*PAGE EXTRACT:*
§ §

Now, there’s a reason for each part of that: it’s an FCFF model; it’s a free cash flow to the firm model. We’re trying to value the entire business as opposed to what you can value just the equity in a business. There’s a different variation of this model on my spreadsheet called the FCF Simple Ginsu model. That’s the value company based on free cash flows to equity. This is about valuing the entire business, and this is the spreadsheet I draw on almost 90% of the time when I value a company. It is for non-financial service companies, and you might say, “Well, what do I do with the financial service companies?” That’s a tale for another day. There’s a third spreadsheet just for financial service companies, but in this one, I want to focus on valuing a business.
Let me talk a little bit about the simple and the Ginsu. My objective when I value companies is to keep things parsimonious. I don’t always succeed because I keep adding details, and at the end of the process, I say, “That was complex,” but I'm going to try to keep it as simple as I can while not giving up the rigor of what you need in valuation.
So, what’s Ginsu? I might give away my age, but when I first moved to the United States, one of the first things I watched on TV was an infomercial. What’s an infomercial? Late at night, broadcasting companies didn’t have much to show, so you could buy up 30 minutes from a major TV station and show something about a product—30 minutes on a product. I remember the second day I was in the US, I turned on the TV, and there’s a commercial for Ginsu knives.
Here’s how it goes: there’s a Japanese chef, and he has a Ginsu knife, and he says, “This is an amazing Ginsu knife. If you pay $19.99, you’ll get this knife.” And then, over the next 29 minutes, he throws in enough knives to be a serial killer! By the time you’re done, you’ve got 25 different variations all in that package.

§ §

*SUPPLIED INFORMATION:*

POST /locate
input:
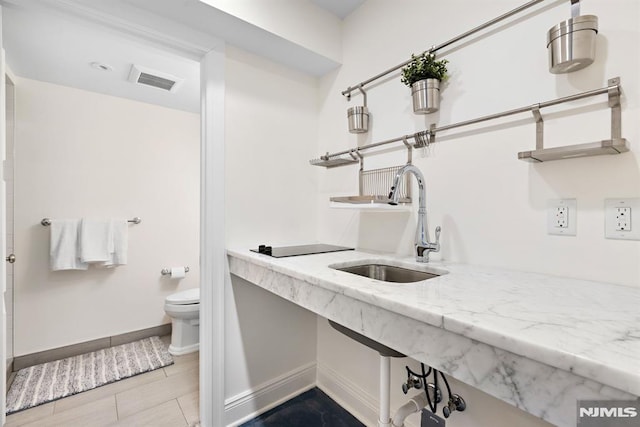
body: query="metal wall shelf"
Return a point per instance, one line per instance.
(360, 86)
(615, 145)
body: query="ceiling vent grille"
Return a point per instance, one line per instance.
(153, 78)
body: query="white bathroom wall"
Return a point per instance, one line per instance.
(83, 154)
(8, 172)
(270, 127)
(490, 205)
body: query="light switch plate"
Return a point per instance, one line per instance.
(562, 217)
(622, 219)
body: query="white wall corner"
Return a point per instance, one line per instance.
(359, 402)
(213, 259)
(247, 405)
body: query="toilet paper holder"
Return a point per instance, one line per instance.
(167, 271)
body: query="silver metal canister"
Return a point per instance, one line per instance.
(572, 44)
(358, 119)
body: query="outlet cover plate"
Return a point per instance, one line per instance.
(562, 217)
(622, 219)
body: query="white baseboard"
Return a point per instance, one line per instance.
(251, 403)
(361, 403)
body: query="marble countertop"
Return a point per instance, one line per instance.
(591, 329)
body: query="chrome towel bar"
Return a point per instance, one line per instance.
(47, 221)
(167, 271)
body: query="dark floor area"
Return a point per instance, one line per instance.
(310, 409)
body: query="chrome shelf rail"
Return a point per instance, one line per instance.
(47, 221)
(359, 86)
(427, 136)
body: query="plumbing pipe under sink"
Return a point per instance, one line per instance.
(415, 404)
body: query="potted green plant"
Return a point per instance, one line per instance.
(423, 75)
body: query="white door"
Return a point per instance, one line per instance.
(3, 254)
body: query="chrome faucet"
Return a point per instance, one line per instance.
(422, 245)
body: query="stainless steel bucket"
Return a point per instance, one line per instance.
(572, 44)
(358, 119)
(426, 96)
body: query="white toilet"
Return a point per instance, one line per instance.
(184, 309)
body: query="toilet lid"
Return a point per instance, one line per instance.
(190, 296)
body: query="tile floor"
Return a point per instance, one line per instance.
(166, 397)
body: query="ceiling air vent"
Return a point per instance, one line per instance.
(157, 79)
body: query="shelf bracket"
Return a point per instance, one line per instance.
(616, 145)
(535, 109)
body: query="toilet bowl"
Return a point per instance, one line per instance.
(184, 309)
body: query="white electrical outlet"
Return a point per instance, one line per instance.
(622, 219)
(561, 217)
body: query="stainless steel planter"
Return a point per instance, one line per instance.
(572, 44)
(358, 119)
(426, 96)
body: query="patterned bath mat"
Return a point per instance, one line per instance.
(43, 383)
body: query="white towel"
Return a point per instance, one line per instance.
(96, 240)
(120, 236)
(63, 250)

§ §

*TO DO:*
(a) List each distinct number written in digits in the talk on valuation models, including any unit or symbol attached to it.
(b) Select every line of the entries that contains the string "ceiling", matching case exactly.
The talk on valuation models and the entries are unrelated pieces of material.

*ANSWERS TO THE PROBLEMS:*
(a)
90%
30 minutes
$19.99
29 minutes
25

(b)
body: query="ceiling vent grille"
body: query="ceiling air vent"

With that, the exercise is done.